- **PAGE TEXT**
Meeks: Yes. So the strong get stronger, particularly in the Internet world where you go another step. Like in core technology you may not get fired for buying Cisco, but you may not be too worried about buying No. 2 because that company’s going to be around. But in the Internet world, with these business models where there is a high risk of bankruptcy to some of the second-tier providers, then you really want to go with the leaders because you could get fired if you have no after-market support because that vendor actually went bankrupt.
You know, you actually see that in the Internet space vs. the core tech space. You could have a loser, who’s the loser for a while, but is not in financial jeopardy of going bankrupt.
I think business model is important. You’ve got to have a superior business model that shows me no more than 18 months away from not just cash flow generation but earnings power. I mean, like anybody else in this space, a year or so ago we did participate in a lot of IPOs because it was easy money. But now, I don’t know if I’m going to even go to an IPO, even when the investment bankers open the IPO window, to a roadshow, when I don’t know that in advance. I’ve just been burned.
So you’ve got No. 1 market share, a superior business model and also, as I said before, a superior technology, which is obviously very important for the infrastructure guys, not necessarily important for somebody like a content provider, right, because nobody cares about the technology behind it.

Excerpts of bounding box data
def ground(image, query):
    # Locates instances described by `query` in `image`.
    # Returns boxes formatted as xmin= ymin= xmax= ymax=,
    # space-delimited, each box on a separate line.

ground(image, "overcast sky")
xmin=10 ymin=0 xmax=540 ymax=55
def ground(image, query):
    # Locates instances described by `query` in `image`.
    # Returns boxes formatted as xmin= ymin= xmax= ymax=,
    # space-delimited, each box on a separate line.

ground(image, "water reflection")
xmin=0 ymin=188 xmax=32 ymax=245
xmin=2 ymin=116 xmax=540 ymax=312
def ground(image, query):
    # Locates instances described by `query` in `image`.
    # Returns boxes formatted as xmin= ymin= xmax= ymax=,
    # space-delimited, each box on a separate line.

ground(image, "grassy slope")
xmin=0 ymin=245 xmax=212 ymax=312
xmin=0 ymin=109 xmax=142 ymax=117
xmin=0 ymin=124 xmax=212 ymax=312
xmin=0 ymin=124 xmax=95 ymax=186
--
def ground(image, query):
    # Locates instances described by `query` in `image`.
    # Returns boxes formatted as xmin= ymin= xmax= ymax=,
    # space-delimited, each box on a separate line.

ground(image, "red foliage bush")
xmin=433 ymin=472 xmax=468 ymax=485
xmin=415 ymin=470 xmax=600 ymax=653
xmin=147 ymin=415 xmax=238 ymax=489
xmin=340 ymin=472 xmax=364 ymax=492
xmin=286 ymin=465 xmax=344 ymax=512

- **REQUIRED ACTIONS**
• 1. Answer these about the interview text:
(a) Which company does Meeks say you may not get fired for buying?
(b) How many months away from cash flow generation and earnings power can a superior business model be at most?
(c) For what kind of company is superior technology not necessarily important?
• 2. Reproduce the interview text between "So you’ve got" and "technology behind it.", inclusive.

- **ANSWERS FOR THIS EXERCISE**
• 1.
(a) Cisco
(b) No more than 18 months
(c) A content provider

• 2.
So you’ve got No. 1 market share, a superior business model and also, as I said before, a superior technology, which is obviously very important for the infrastructure guys, not necessarily important for somebody like a content provider, right, because nobody cares about the technology behind it.